=== Begin Enclosure ===
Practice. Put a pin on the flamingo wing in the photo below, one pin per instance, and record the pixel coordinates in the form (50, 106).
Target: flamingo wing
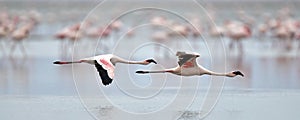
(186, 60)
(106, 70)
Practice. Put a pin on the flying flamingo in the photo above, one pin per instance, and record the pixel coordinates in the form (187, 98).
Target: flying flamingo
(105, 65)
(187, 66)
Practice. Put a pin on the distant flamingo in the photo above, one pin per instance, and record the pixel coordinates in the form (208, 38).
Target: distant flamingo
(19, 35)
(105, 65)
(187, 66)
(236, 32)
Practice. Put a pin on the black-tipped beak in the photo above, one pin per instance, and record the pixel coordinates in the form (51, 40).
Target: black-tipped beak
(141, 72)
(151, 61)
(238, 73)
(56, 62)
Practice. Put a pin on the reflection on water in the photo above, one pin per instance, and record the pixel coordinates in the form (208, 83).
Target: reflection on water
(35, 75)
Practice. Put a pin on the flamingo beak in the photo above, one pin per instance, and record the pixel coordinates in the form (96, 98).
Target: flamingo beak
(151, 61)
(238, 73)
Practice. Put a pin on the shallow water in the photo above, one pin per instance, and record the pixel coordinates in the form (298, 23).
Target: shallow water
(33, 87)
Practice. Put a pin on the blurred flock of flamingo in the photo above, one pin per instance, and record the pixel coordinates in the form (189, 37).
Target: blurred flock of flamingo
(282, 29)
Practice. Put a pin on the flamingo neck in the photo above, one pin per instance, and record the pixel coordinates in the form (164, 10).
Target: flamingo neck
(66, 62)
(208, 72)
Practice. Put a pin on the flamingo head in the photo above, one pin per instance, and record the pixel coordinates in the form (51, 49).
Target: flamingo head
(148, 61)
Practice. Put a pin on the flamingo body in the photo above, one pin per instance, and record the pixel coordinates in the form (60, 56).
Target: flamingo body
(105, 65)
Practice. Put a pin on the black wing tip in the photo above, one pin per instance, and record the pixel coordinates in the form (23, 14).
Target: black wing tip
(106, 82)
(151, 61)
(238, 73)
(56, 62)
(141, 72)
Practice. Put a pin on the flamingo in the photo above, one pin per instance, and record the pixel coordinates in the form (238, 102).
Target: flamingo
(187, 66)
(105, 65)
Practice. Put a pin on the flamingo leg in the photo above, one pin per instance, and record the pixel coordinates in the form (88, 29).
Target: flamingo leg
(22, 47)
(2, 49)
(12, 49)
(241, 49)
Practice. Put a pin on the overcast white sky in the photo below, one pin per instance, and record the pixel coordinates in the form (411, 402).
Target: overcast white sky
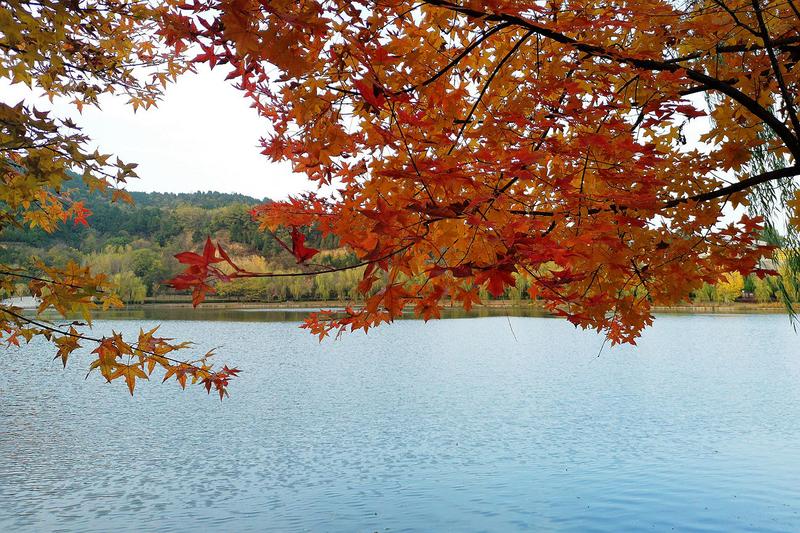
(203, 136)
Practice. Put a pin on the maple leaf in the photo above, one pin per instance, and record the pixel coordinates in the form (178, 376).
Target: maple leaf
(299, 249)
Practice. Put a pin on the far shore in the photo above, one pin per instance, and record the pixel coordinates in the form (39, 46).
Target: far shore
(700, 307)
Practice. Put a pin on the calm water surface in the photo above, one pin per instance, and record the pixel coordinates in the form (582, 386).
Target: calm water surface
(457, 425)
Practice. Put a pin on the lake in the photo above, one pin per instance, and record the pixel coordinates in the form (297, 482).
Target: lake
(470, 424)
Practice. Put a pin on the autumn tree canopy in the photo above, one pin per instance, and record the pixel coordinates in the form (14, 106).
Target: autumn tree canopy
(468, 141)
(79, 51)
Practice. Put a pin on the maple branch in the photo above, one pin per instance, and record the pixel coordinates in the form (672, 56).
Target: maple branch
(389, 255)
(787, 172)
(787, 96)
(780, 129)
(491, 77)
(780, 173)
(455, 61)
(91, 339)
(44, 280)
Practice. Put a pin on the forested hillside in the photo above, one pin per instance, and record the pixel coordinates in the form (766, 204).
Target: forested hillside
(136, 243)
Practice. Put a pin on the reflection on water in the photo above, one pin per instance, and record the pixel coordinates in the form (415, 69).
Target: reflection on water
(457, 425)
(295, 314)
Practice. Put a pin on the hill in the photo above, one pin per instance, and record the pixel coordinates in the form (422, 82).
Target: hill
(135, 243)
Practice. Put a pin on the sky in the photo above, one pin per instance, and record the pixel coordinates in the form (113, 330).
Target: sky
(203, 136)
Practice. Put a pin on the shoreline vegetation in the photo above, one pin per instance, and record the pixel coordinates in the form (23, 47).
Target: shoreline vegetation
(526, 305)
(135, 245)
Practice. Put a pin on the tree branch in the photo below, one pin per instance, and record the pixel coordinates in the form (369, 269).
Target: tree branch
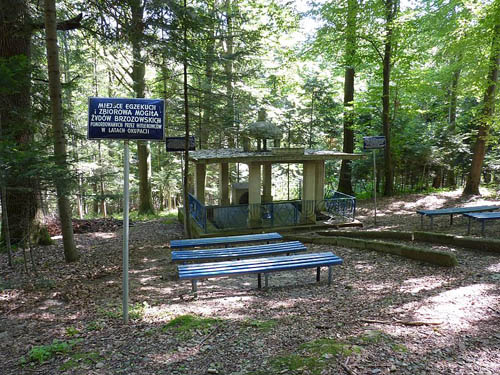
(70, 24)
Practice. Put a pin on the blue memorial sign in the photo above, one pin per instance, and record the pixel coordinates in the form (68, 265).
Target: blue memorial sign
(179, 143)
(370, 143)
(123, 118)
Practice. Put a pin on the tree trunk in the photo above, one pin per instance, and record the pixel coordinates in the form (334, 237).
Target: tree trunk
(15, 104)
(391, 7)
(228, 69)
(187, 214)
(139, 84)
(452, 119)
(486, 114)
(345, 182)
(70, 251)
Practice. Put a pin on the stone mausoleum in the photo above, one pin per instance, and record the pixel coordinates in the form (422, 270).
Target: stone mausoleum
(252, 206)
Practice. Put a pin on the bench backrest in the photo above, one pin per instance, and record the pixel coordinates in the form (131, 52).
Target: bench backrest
=== End Enclosure ===
What is required.
Set the records down again precisely, skipping every image.

Exercise answer.
Practice. Put a pin on the flamingo wing in the photo below, one pin per instance, and record the pixel coordinates in the form (50, 106).
Target: flamingo wing
(186, 60)
(106, 70)
Practice. Put a pin on the flying flamingo in the photo above, one pin per instance, and record the pixel coordinates in the form (187, 98).
Target: flying flamingo
(105, 65)
(187, 66)
Practice. Put a pin on the distant flamingo in the photo above, one pin per instance, and record the pixel coordinates in the form (208, 38).
Target: distant flamingo
(19, 35)
(105, 65)
(187, 66)
(236, 32)
Practice. Put a pin on the black-tipped beak in the photo above, one pin per instance, and record the pixel coordinates in the form (51, 40).
Target: black-tipped beak
(141, 72)
(151, 61)
(238, 73)
(56, 62)
Practice. Put a pin on the reflection on water in the photo above, one pin per instance, and record the pixel coordinates in the form (208, 83).
Target: reflection on water
(35, 75)
Practice. Put a pin on the flamingo beak in the photo above, one pin per instance, and record the pixel coordinates in the form (96, 98).
Target: flamingo beak
(151, 61)
(238, 73)
Practice. Put a pin on the shallow water in the photo above, one pin per instance, and record the pixel coordinates in the form (298, 23).
Target: shallow water
(33, 87)
Practice. Put a pin on the blurred flock of flamingo in the photo above, one pin per instance, and record the pixel coordinates in the form (189, 37).
Target: blurred flock of flamingo
(282, 29)
Practice. Put a pin on the flamingo neck in the photo above, one pin per instance, and record the pixel coordinates in the form (164, 10).
Target: flamingo neck
(66, 62)
(208, 72)
Practice. Put a pin on the flamingo head in the photo above, one pin per instance, and record the pixel coordinates in the form (51, 49).
Target: flamingo head
(148, 61)
Practice. Put a pin on the flamingo body in the photo above, one pin per instance, and record the pixel coordinates in the form (60, 56).
Target: flamingo body
(105, 65)
Practice. Put a pin on the black wing tip in the photo above, one pin per instance, and record the pixel coordinates in the form (23, 14).
Target: black wing tip
(106, 82)
(151, 61)
(238, 73)
(56, 62)
(141, 72)
Practice. Put a pin on the flamingo in the photo above, one pin per instance, and record the pixel coordinates in the form (238, 102).
Target: flamingo
(187, 66)
(105, 65)
Practice. Put a pin on the flamingo leg in the photo above, one pin per instance, and record the pixel coordinates in the form (88, 29).
Target: flamingo leg
(22, 47)
(2, 49)
(12, 49)
(241, 49)
Practice. Put a pin on the overcast white sky in the photo below, one pin per instance, and record the pixel coordinates in the form (411, 402).
Target: overcast white sky
(203, 136)
Practice. Put a pin on the maple leaf in the photo above, one pin per instance, and record the pixel coordinates in the form (178, 376).
Target: maple leaf
(299, 249)
Practice. Put a pin on the far shore in the photo above, one pin per instance, and record the pixel coordinates in the form (39, 46).
Target: far shore
(700, 307)
Practice. Put a pin on the calm water surface in the photo above, one pin per instance, and record the pixel coordinates in the form (582, 386).
Target: calm water surface
(457, 425)
Practice. Put a pin on the lake in the photo above, one pin per instance, and record the pixel coordinates in the form (297, 482).
Target: lake
(470, 424)
Practice. Put a pin on the autumn tree canopy in the photo above, one pin per instance, and record the pixel coordinates in the form (14, 106).
Target: autumn tree canopy
(468, 141)
(79, 51)
Practice. Put a pin on the maple branch in the photo above, one pin per instance, and record the pixel coordinates in the form (672, 56).
Target: maple branch
(389, 255)
(787, 172)
(787, 96)
(780, 129)
(491, 77)
(780, 173)
(455, 61)
(91, 339)
(44, 280)
Practice. Put a pin on the forested hillside in the photo above, one pin per instance, and record the pixel coordinates in the form (766, 204).
Target: forested hillside
(136, 243)
Practice. Put a pin on the reflection on water in the photo above, one pin per instance, and record the pixel coordinates in the form (415, 69).
Target: reflection on water
(457, 425)
(295, 314)
Practice. Put a pin on the hill in the photo above, one pin per instance, and record the pixel coordinates in the form (422, 82).
Target: hill
(135, 243)
Practice. Put a pin on the sky in the photo above, one pin per instance, and record the pixel coordinates in the form (113, 330).
Target: sky
(203, 136)
Practice. Put a pin on the shoreline vegetation in the photo above, one pin per instance, and record the pixel coordinates in the form (23, 47).
Target: shoreline vegetation
(526, 305)
(135, 245)
Practice. Put a pin on the tree branch in the photo below, one pin per instance, and record the pixel coordinates in the form (369, 269).
Target: tree branch
(70, 24)
Practice. Put a pin on the blue memorial sign in the photo above, one pin per instance, and record the pixel coordinates in the form (68, 265).
Target: blue memorial sign
(179, 143)
(370, 143)
(123, 118)
Practice. Put a pin on the tree trunk in the photo above, one pin per instance, and record the pixel coordinates in the form (334, 237).
Target: tree trunk
(15, 104)
(391, 7)
(228, 69)
(187, 214)
(139, 84)
(452, 119)
(486, 114)
(345, 182)
(70, 251)
Practice. Put a pin on the stone mausoleum in the photo above, one pin per instance, and record the pixel coordinates in the form (422, 270).
Target: stone mausoleum
(252, 206)
Practice. Put a pin on the bench backrest in the photo above, one pin per instance, and record the pixel coordinates in the form (131, 52).
Target: bench backrest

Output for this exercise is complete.